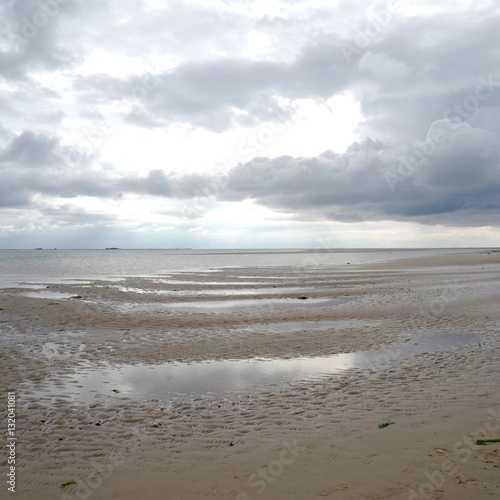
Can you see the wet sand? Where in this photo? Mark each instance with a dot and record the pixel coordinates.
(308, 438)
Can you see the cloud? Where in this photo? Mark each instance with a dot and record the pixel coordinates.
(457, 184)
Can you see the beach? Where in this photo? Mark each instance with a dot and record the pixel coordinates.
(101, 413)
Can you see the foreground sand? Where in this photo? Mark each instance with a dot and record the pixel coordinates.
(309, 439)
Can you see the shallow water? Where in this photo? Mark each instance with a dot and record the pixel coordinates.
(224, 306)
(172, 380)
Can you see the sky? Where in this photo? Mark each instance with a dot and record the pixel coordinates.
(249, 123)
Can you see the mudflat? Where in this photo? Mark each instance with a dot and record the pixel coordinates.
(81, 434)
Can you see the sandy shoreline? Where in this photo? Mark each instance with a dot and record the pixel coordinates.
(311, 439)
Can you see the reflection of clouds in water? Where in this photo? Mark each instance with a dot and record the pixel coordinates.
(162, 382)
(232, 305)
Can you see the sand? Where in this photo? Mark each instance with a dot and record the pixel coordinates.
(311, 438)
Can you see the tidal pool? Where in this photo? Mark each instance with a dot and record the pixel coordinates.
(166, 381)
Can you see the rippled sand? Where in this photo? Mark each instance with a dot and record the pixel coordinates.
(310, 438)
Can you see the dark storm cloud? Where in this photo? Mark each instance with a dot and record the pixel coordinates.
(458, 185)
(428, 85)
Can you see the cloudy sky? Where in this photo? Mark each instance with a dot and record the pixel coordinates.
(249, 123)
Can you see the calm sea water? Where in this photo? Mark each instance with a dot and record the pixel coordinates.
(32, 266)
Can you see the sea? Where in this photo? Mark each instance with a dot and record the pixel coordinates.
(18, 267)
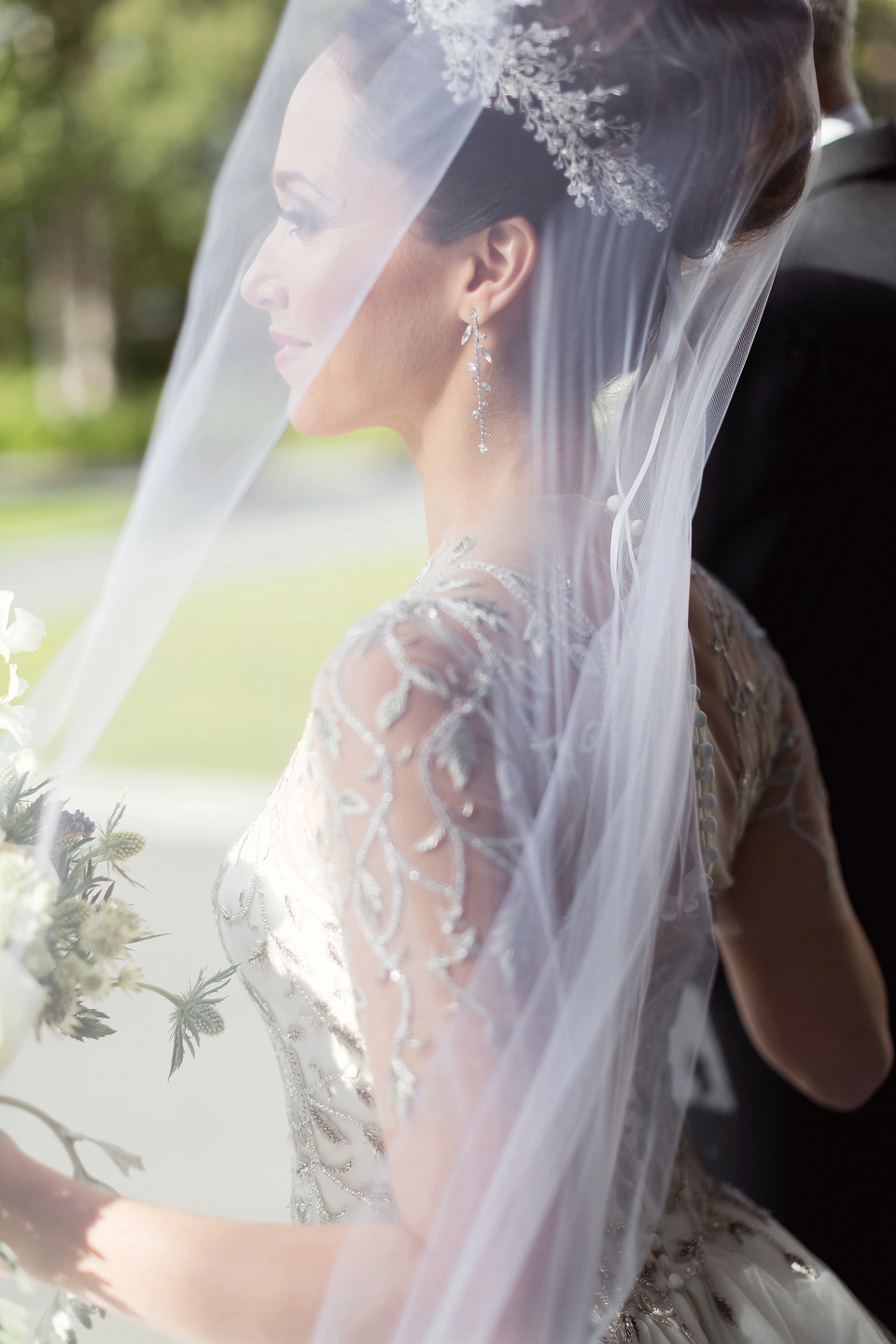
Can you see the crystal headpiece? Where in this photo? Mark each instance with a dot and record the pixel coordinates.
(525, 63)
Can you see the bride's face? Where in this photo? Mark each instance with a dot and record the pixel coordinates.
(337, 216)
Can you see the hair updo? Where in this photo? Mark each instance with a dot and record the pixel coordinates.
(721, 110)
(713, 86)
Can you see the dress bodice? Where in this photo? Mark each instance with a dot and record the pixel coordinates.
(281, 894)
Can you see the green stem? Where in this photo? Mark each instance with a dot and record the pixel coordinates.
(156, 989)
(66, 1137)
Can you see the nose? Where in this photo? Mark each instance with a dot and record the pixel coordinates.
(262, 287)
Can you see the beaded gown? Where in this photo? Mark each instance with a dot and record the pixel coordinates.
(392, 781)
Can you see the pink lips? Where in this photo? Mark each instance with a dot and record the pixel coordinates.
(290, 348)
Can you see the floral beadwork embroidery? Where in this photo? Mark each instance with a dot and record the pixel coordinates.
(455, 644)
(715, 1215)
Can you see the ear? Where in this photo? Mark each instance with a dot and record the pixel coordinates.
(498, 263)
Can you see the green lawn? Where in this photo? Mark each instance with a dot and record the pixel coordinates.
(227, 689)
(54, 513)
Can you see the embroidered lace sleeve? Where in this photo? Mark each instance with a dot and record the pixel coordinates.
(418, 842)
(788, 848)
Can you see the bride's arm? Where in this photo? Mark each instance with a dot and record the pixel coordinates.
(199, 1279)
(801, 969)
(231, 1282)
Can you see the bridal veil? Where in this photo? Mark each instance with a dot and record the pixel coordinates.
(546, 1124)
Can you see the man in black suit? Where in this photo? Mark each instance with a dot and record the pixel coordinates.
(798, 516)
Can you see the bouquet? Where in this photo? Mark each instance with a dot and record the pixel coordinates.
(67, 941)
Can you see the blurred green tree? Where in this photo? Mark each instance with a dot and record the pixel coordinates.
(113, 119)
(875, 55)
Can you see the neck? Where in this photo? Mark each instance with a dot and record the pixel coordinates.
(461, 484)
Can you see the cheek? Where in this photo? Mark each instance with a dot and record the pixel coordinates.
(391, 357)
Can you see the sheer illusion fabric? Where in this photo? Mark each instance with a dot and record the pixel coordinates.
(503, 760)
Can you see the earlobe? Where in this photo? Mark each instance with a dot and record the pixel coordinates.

----------

Your output should be the lines from the one with "Can you see the sheer" through the last line of the entries above, copied exactly and nothing more.

Can you see the sheer illusion fabric? Where in this photo? Mark each instance with a dot and record the pixel coordinates.
(503, 760)
Can you see the earlobe? Where in this photo? Mark each instance with a dot and record the pixel coordinates.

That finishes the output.